Alıştırma yönergeleri —
1. Kıbrıs yazısında “Benim kuşağım için” ifadesinden “halkını birleştirilmeye çalıştı.” ifadesine kadar olan bölümü değiştirmeden kopyalayın.
2. Kıbrıs yazısında toplum liderleri olarak hangi isimler sayılmaktadır?

---- Metin parçası

Az sorunlu bir Kıbrıs yazısı

Benim kuşağım için Kıbrıs “sorun” kelimesiyle eş anlamlıydı ve sorun denmeden neredeyse anılmazdı. İçinde yaşamadık, Kıbrıslıların çektiği çileleri çekmedik ama seyrini bir şekilde takip ettik. 1964’ü hatırlamasak bile 1974’ü biliriz. Transistörlü radyolarımızın başında olan biteni anlamaya çalıştığımız günler kolay unutulmaz. Tek renkli, böyle konular söz konusu olduğunda tek sesli gazetelerimizi de anmadan olmaz.

1974’de müdahaleyi konuştuk, tartıştık. Sonrasında da çözüm çabalarını. Özel temsilciler geldi, özel temsilciler gitti, taslaklar ve planlar hazırlandı, BM genel sekreterleri arabuluculuk yaptı. Denktaş, Talat, Eroğlu, Akıncı toplum liderleri olarak muhataplarıyla muhtelif parametreler üstünde uzlaşmaya, 1964’den bu yana aşama aşama bölünmüş, iki ayrı bölgede yaşamaya alışmış ada halkını birleştirilmeye çalıştı.

--------
---- Kayıt listesi

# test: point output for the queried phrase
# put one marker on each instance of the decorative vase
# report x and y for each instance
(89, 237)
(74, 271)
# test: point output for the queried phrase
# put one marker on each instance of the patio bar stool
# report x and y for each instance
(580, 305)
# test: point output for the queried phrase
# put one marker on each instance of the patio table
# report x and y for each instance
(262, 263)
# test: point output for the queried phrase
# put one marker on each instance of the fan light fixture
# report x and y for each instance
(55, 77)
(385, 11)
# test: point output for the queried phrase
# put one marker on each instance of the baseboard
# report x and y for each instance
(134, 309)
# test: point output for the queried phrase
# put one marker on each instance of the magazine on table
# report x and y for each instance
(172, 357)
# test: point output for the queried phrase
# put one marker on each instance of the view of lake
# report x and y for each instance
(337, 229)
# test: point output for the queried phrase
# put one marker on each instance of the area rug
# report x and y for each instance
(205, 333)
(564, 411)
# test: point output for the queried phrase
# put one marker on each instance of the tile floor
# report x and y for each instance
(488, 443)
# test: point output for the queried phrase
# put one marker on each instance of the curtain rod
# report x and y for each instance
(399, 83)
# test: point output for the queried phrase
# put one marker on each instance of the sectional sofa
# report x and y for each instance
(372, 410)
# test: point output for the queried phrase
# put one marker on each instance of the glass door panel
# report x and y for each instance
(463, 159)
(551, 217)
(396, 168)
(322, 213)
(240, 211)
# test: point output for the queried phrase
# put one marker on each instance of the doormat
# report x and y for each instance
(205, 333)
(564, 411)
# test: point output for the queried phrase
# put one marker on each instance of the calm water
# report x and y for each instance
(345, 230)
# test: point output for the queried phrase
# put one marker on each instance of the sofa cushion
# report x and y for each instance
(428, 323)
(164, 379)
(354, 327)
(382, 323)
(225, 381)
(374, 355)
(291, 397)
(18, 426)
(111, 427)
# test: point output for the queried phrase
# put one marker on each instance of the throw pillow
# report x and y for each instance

--------
---- Kayıt listesi

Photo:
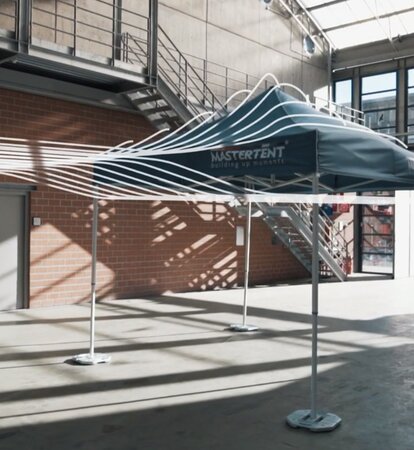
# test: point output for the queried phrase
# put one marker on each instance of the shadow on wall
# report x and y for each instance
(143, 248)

--------

Çözümler —
1.
Benim kuşağım için Kıbrıs “sorun” kelimesiyle eş anlamlıydı ve sorun denmeden neredeyse anılmazdı. İçinde yaşamadık, Kıbrıslıların çektiği çileleri çekmedik ama seyrini bir şekilde takip ettik. 1964’ü hatırlamasak bile 1974’ü biliriz. Transistörlü radyolarımızın başında olan biteni anlamaya çalıştığımız günler kolay unutulmaz. Tek renkli, böyle konular söz konusu olduğunda tek sesli gazetelerimizi de anmadan olmaz.

1974’de müdahaleyi konuştuk, tartıştık. Sonrasında da çözüm çabalarını. Özel temsilciler geldi, özel temsilciler gitti, taslaklar ve planlar hazırlandı, BM genel sekreterleri arabuluculuk yaptı. Denktaş, Talat, Eroğlu, Akıncı toplum liderleri olarak muhataplarıyla muhtelif parametreler üstünde uzlaşmaya, 1964’den bu yana aşama aşama bölünmüş, iki ayrı bölgede yaşamaya alışmış ada halkını birleştirilmeye çalıştı.

2. Denktaş, Talat, Eroğlu ve Akıncı.